◆ INFORMATION PROVIDED:
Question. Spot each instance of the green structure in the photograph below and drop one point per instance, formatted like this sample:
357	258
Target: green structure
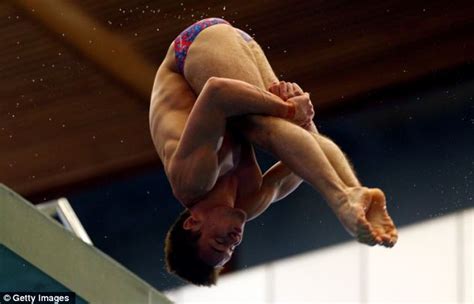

* * *

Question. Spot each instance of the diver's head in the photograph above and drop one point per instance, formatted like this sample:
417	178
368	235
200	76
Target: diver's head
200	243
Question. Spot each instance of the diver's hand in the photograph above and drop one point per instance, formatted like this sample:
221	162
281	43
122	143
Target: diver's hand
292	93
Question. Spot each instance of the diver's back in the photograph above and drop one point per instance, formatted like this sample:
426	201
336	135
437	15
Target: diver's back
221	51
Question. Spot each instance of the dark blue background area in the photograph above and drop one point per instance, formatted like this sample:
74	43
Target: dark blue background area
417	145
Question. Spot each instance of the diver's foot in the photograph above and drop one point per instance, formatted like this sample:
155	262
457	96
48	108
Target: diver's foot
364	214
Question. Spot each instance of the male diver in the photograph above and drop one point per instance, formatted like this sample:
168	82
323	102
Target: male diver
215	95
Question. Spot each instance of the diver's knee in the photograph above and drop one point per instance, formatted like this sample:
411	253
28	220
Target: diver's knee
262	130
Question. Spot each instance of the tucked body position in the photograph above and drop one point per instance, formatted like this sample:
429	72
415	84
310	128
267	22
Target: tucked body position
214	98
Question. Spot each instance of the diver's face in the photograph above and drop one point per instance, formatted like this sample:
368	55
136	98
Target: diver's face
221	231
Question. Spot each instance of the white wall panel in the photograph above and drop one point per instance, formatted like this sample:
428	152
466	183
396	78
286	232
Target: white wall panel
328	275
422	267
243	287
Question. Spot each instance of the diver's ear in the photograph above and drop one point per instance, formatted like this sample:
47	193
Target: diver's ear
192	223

...

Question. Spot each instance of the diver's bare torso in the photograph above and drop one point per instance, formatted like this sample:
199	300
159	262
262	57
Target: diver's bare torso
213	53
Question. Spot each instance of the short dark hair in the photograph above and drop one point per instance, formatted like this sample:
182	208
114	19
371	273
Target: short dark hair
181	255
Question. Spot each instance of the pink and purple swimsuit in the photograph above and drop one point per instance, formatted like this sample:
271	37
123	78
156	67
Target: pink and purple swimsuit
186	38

◆ TASK: Rewrite the records from the line containing "Question. Spot each instance of the green" through the line containing "Target: green structure", changing "photograph" to "image" and keeping everything else the same.

◆ RESULT OF THE EXERCISE:
Question. Spot each instance of the green structure in the image below and drop one point per instance, formatted like this sample:
357	258
Target: green structure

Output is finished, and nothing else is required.